***** PAGE *****

A spate of pre-election sex scandals have hit politicians on both sides
of the Atlantic.
In Britain the election campaign is over, while in America it is grinding
on. For voters bored to death by the election circus, only a series of sex
scandals involving prominent politicians has added some spice to politics.
It says a lot about the dismal state of politics in the nineties that the
private life of a man like Paddy Ashdown can excite more interest than the
slump policies of the major parties.
Sara Hardy exposes the moral of the story
The 'Paddy Pants Down' affair (invol-ving the shock horror revelation that
the leader of the Liberal Democrats had an affair with his secretary five
years ago) hasn't been the only election campaign sex scandal. In the States,
the sex life of Democratic Party presidential contender Bill Clinton became
the number one issue in the election primaries, after singer Gennifer Flowers
revealed that she had a 12-year affair with the senator. Meanwhile, back
in Britain, Sara Keays won a libel action worth £105 000 against New
Woman magazine, which had accused her of being a kiss 'n' tell bimbo
for writing a book about her affair with Cecil Parkinson for financial gain.
For a few weeks, sex seemed to have replaced politics as the main debating
point of the elections.
There may have been a surfeit of sex scandals of late, but they are nothing
new in British politics. Over the years, there have been dozens of revelations
about the sex lives of MPs, some of which have scandalised the nation - such
as the relationship between the minister for war, John Profumo, and the
call-girl, Christine Keeler, which came to light in 1963 and forced his
Some have attracted less notoriety. Few people probably remember the incident
in 1981, when the jilted lover, and secretary, of Tory MP Nicholas Fairbairn
tried to hang herself from a lamp-post outside his London flat. These titillating
stories - Ron Brown's trial for stealing a pair of his former lover's knickers,
Colin Moynihan's relationship with Pamela Bordes - have been the stuff of
the tabloids for a very long time.
The politician usually responds to the sex scandal by denying everything.
If he is forced to admit anything he claims that it's all over, and that
he ended the affair for the sake of his family. He then appears with a wife
as fragrant as possible, as often as possible. If he's lucky, other politicians
will rally round him and make statements about his right to privacy. If
he's very lucky, he may even win some votes from a public which thinks he's
more interesting than they had previously imagined.
But how seriously should we take sex scandals? Some purists have claimed
that having an affair makes a politician untrustworthy. Anyone who breaks
the marriage vows cannot, they argue, defend the welfare of the British
public. This is nonsense. You would have to be a bit strange to think that
Kenneth Baker or John Gummer, who I cannot believe ever to have strayed
from the straight and narrow, are trustworthy individuals on whom we can
rely to take care of our interests. Politicians such as these are not to
be trusted whatever the state of their married lives.
What is important about sex scandals, however, is the way they are used
to promote traditional, conservative moral values. Admitting an affair,
for the politician, is admitting that you have broken the code of family
values. Every 'guilty' man presents himself as a sinner returning to the
bosom of his family. The most abiding image of every scandal is that of
the politician photographed with his wife and family.

*****

WRITTEN TASK 1: In the piece on pre-election sex scandals, how much was Sara Keays's libel action against New Woman magazine worth?

***** MATERIAL FOR THE TASK *****

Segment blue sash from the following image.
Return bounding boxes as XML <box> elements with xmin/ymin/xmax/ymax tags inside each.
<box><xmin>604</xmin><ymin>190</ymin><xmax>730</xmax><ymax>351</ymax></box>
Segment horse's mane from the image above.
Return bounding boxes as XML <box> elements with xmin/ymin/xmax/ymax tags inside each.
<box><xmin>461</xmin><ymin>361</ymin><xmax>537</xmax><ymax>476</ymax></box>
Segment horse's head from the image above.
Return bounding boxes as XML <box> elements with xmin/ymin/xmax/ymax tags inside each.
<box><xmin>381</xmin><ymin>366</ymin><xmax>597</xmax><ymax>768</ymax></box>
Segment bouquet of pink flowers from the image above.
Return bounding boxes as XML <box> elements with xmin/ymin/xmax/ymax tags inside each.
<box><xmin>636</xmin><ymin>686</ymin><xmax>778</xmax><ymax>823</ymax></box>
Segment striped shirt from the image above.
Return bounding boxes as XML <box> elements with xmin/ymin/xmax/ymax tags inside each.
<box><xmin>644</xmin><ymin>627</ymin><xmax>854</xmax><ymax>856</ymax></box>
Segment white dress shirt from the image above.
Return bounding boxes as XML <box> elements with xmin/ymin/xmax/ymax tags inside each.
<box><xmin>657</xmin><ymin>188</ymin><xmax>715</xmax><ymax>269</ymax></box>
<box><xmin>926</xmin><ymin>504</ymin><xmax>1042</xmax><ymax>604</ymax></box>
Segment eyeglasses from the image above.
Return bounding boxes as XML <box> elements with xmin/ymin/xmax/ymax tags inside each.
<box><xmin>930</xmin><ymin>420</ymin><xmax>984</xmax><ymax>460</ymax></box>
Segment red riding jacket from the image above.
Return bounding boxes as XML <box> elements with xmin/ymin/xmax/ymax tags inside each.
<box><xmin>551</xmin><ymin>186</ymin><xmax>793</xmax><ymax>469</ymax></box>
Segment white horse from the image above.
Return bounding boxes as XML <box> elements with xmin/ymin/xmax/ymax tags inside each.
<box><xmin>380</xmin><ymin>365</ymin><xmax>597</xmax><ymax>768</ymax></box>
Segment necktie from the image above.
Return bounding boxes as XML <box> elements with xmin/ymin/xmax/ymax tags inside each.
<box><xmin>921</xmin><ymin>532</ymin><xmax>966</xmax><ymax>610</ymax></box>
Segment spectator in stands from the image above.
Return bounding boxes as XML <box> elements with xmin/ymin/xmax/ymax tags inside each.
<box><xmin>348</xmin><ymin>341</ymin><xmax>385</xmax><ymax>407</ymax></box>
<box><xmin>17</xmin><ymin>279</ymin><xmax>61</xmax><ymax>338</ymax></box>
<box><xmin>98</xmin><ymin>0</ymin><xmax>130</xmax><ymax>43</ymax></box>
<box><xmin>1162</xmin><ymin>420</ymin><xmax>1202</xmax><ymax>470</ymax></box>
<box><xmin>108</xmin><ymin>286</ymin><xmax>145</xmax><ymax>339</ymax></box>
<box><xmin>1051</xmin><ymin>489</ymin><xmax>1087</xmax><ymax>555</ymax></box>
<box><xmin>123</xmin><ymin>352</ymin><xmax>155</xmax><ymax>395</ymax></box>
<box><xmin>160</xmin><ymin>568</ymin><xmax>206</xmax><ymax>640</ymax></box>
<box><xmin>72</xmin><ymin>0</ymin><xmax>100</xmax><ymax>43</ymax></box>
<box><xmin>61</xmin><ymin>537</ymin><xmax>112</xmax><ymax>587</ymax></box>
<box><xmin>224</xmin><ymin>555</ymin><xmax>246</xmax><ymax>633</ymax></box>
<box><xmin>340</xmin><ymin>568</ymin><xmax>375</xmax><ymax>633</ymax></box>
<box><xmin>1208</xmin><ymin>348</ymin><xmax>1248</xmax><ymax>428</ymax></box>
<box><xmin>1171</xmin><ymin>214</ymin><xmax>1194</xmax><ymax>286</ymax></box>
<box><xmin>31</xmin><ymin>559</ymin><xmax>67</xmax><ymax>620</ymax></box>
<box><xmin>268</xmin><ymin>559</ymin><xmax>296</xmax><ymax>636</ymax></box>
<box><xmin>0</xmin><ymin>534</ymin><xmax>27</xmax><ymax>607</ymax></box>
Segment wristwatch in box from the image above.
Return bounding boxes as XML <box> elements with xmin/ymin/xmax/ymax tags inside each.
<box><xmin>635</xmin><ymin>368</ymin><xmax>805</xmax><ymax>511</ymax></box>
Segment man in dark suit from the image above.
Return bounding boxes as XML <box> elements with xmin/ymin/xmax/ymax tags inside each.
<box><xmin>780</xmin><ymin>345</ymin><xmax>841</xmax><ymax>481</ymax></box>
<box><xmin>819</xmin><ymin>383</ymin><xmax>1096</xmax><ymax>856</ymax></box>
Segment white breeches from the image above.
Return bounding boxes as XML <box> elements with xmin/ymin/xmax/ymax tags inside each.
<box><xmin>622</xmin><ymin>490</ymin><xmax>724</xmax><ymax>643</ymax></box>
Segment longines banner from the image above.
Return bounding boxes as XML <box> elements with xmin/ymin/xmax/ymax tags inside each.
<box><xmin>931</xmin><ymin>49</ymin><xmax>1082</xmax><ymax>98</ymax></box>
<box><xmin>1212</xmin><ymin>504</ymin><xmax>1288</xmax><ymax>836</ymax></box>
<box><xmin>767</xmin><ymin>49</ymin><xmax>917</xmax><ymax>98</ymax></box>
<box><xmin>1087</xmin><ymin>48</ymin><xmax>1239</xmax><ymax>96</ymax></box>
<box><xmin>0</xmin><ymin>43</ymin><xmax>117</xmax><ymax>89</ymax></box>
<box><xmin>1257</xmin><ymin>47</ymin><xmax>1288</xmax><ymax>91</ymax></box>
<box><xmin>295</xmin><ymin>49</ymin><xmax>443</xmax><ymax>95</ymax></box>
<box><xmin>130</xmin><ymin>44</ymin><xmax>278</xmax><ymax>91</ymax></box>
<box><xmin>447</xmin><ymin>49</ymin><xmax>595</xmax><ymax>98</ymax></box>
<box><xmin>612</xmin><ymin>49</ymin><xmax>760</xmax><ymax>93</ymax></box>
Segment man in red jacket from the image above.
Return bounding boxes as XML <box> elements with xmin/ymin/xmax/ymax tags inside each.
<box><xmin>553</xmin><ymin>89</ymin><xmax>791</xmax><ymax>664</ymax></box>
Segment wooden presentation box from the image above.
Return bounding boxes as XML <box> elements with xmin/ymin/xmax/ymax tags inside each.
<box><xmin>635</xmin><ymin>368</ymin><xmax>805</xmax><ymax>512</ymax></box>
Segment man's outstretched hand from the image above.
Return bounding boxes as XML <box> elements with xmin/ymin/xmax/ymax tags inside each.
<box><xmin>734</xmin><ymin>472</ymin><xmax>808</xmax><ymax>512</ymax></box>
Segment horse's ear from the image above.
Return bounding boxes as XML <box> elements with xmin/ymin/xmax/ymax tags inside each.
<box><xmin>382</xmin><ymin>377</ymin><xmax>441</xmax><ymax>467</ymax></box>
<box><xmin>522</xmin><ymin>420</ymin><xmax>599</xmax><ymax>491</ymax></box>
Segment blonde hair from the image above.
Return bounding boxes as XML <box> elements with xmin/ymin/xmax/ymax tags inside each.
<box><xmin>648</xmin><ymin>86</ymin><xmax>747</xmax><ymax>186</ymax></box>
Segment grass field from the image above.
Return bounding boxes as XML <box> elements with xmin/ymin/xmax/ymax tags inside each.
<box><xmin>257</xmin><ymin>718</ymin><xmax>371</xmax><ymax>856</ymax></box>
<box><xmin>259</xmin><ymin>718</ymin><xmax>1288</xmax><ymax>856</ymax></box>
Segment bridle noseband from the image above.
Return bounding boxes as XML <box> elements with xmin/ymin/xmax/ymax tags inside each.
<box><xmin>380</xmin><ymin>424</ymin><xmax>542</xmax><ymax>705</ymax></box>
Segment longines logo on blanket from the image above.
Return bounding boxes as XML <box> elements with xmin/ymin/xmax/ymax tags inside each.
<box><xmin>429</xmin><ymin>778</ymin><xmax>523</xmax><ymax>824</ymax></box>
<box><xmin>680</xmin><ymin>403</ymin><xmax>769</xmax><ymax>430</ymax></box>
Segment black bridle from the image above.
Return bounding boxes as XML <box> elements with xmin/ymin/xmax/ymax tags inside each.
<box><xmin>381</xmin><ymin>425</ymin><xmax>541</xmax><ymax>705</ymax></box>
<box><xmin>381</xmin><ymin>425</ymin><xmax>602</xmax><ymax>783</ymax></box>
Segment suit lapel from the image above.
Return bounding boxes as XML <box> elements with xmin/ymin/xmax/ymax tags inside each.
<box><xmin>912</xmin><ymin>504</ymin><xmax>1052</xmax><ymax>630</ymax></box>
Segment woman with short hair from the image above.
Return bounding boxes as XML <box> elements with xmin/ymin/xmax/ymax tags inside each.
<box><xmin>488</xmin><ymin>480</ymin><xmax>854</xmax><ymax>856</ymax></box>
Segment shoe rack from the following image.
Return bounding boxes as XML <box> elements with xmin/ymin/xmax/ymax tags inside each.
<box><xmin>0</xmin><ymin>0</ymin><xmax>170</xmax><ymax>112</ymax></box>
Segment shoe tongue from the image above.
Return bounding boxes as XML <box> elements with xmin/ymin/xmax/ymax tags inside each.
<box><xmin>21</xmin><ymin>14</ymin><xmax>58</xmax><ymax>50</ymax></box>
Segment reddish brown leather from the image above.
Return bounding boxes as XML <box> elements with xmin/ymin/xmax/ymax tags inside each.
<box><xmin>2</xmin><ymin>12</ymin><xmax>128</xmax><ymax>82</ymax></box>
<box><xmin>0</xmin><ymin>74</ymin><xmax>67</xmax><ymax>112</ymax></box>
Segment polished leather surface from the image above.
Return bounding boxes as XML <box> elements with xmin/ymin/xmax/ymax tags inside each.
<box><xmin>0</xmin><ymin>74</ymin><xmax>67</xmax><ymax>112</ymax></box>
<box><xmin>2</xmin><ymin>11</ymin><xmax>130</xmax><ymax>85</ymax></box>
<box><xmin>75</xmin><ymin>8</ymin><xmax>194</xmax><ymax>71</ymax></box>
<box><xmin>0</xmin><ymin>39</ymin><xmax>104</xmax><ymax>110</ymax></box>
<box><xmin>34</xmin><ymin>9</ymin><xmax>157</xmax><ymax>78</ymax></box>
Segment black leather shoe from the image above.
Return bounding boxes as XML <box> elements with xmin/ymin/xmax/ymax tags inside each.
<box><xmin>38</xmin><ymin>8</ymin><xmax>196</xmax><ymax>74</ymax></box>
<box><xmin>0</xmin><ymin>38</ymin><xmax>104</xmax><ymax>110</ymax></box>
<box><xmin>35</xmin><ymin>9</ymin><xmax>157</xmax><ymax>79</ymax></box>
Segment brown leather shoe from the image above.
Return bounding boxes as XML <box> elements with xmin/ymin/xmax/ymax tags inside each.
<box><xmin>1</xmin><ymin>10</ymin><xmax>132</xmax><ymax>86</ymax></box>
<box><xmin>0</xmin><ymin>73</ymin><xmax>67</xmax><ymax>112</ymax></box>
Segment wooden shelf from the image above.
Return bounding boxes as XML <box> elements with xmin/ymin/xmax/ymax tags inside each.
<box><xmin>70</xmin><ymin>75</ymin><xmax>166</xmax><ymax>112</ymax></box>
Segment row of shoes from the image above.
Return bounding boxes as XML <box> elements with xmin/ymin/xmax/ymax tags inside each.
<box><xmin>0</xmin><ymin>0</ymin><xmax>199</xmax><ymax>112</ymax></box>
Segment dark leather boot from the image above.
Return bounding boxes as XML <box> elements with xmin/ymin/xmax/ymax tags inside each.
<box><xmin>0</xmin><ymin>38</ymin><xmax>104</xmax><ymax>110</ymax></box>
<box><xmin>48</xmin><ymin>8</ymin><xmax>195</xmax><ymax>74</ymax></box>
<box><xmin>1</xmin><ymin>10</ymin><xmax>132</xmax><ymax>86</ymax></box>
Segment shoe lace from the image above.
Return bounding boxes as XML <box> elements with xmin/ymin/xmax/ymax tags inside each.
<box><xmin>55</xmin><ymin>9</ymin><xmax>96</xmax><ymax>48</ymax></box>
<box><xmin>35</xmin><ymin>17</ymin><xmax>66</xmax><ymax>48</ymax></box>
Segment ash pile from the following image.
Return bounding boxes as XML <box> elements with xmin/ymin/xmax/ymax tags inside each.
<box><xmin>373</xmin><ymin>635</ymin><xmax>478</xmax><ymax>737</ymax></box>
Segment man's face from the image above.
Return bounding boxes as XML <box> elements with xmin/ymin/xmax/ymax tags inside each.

*****

WRITTEN TASK 2: Write out the part of the records that opens with the line containing "Segment man's face from the image above." and runs through the end of the records. Include both end lines and change nothing.

FINISHED ANSWER 1: £105 000

FINISHED ANSWER 2:
Segment man's face from the image above.
Return bounding boxes as XML <box> elements with xmin/ymin/xmax/ymax tags inside each.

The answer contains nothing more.